EXERCISE DESCRIPTION: In the listing below, print exactly the lines between the line holding "Return one point per instance of the stone pathway" and the line holding "Return one point per instance of the arched", inclusive, and no more.

RECORD EXTRACTS:
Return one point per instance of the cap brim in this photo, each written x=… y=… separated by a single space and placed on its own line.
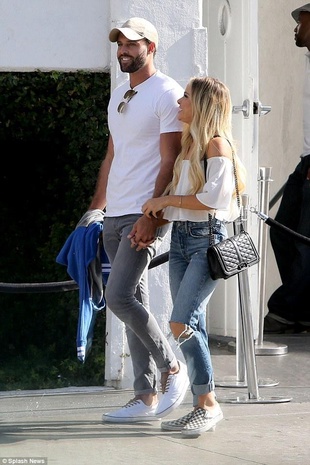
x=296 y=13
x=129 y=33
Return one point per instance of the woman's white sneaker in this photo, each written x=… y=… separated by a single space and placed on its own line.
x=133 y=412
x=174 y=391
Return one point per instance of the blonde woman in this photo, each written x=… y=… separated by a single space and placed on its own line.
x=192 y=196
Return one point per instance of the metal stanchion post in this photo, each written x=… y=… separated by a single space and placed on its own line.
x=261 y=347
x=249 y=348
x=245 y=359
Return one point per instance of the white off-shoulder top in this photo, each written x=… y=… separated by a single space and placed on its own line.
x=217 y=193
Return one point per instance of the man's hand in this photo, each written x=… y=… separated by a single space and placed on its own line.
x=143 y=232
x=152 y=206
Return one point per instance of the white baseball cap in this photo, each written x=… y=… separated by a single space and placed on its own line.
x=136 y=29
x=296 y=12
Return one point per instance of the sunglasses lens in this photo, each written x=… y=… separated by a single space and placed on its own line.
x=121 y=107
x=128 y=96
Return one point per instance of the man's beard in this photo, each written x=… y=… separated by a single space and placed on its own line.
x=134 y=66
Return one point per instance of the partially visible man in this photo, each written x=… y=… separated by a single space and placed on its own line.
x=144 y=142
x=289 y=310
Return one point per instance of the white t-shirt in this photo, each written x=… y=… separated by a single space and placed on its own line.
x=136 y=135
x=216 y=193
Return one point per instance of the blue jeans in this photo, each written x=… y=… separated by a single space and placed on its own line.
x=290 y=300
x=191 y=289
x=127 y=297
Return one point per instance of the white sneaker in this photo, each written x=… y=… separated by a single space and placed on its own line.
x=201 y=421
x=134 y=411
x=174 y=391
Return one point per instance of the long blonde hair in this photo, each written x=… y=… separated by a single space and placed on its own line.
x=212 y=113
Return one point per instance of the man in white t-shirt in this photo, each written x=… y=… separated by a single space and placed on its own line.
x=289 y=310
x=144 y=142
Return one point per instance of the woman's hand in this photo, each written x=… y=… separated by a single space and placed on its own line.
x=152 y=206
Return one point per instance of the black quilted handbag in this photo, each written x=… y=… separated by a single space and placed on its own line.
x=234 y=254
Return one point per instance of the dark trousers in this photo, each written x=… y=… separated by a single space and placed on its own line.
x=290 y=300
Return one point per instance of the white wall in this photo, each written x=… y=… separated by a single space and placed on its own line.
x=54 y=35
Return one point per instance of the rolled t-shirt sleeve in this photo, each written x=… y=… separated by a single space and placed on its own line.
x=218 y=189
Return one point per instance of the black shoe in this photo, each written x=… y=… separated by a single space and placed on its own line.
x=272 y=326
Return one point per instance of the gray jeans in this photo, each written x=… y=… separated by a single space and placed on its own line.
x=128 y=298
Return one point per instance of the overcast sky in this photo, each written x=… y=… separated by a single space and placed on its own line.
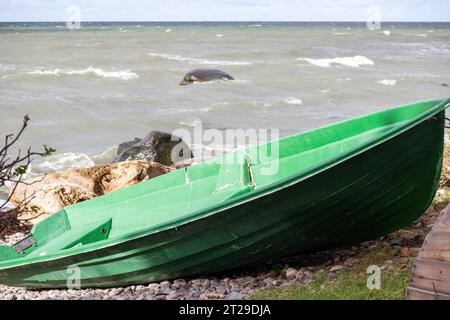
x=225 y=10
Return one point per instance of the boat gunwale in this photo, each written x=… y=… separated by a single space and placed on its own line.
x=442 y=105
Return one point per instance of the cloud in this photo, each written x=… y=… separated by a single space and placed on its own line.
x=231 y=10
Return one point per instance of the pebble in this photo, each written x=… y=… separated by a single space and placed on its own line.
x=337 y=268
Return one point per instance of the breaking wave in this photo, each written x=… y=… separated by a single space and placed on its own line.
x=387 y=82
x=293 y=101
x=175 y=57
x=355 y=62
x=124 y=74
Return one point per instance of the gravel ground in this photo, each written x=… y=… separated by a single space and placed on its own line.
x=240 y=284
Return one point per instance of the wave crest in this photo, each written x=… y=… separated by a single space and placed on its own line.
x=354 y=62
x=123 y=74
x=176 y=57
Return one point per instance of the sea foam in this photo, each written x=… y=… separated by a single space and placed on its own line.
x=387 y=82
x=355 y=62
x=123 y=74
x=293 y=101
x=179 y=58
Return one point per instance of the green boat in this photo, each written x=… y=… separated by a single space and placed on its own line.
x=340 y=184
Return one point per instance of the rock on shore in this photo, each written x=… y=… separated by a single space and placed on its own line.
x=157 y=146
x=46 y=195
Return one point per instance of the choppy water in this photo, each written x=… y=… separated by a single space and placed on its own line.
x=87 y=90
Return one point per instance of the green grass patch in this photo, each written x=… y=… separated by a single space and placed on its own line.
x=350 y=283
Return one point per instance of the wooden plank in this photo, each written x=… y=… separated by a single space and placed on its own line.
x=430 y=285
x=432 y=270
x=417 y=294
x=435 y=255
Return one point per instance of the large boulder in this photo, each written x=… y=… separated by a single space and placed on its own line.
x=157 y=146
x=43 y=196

* * *

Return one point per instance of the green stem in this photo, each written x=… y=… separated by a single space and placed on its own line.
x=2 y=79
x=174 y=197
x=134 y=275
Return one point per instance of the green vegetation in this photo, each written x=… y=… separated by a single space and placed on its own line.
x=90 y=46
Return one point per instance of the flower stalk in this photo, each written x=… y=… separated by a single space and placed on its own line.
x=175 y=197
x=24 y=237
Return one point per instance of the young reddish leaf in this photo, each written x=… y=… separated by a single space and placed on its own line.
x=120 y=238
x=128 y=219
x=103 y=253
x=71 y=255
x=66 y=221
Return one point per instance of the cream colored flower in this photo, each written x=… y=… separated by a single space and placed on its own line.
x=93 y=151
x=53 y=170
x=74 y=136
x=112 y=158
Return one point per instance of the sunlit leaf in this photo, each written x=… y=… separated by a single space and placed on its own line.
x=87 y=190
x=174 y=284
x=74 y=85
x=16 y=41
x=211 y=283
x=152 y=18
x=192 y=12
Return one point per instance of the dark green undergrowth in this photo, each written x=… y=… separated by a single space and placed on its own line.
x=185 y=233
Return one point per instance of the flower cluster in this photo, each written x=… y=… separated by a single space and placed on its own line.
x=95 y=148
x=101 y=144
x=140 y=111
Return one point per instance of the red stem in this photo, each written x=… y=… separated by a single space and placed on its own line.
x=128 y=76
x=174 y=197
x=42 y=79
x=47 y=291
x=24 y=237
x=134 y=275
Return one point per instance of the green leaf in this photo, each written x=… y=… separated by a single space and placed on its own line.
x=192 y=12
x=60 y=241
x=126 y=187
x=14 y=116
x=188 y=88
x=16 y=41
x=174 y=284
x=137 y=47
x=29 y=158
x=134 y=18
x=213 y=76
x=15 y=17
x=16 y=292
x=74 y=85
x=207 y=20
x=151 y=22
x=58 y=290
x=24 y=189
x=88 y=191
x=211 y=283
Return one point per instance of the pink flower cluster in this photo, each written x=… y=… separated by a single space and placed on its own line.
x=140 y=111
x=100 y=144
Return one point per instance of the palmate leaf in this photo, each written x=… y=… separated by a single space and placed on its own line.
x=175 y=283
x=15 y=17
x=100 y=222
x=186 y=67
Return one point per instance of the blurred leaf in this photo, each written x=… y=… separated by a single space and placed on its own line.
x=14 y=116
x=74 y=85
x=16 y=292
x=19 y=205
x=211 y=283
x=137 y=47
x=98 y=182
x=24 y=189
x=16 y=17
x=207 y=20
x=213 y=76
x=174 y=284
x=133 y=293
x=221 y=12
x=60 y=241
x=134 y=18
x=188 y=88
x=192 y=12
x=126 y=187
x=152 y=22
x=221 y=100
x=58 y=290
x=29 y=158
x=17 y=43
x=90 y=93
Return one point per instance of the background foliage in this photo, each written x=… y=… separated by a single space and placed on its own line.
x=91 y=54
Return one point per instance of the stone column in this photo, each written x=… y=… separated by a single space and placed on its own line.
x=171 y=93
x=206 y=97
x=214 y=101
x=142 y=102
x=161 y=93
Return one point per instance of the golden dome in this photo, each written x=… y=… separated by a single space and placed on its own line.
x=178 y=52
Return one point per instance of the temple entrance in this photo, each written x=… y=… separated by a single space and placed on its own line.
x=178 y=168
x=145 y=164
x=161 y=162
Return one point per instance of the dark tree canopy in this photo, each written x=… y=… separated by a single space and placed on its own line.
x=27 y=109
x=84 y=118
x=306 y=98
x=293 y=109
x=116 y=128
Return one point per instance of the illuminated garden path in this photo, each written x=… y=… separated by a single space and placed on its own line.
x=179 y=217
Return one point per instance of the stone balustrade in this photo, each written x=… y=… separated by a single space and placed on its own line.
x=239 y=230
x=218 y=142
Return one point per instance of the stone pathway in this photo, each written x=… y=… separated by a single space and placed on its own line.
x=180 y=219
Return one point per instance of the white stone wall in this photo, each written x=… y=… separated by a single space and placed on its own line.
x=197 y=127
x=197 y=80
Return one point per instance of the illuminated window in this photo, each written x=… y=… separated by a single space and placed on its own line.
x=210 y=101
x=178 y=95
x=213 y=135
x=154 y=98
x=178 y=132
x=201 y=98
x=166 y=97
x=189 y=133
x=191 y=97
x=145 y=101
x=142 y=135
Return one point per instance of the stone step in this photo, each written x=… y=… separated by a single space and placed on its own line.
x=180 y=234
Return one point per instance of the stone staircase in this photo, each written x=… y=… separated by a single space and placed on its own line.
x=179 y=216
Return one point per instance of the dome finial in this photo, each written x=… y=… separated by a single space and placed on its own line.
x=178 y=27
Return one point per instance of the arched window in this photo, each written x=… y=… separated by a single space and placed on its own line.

RESULT OF THIS TASK:
Return one point per instance of the stone pathway in this photo, each written x=… y=… separated by a single space and placed on its own line.
x=180 y=219
Return one point per instance of the white stone wall in this photo, each written x=… y=… separated by a single space and placed on its own line.
x=197 y=127
x=197 y=80
Return one point per instance of the illuminated window in this photo, each written x=… y=… separated by a single space and placed on its own line.
x=210 y=101
x=178 y=95
x=213 y=135
x=154 y=98
x=178 y=132
x=201 y=98
x=166 y=97
x=189 y=133
x=191 y=97
x=145 y=101
x=142 y=135
Return one point per instance of the stone step in this photo, each written x=… y=… separated by a single space and placed on its own line.
x=180 y=234
Return one point per instance of the stone staircase in this photo, each written x=… y=… separated by a single space and placed on its own line.
x=179 y=216
Return one point per instance of the dome finial in this photo, each written x=… y=… separated by a single space and placed on its own line.
x=178 y=27
Return one point per instance of the arched window in this photo, each written x=… y=… separated by a single space and placed on its own line.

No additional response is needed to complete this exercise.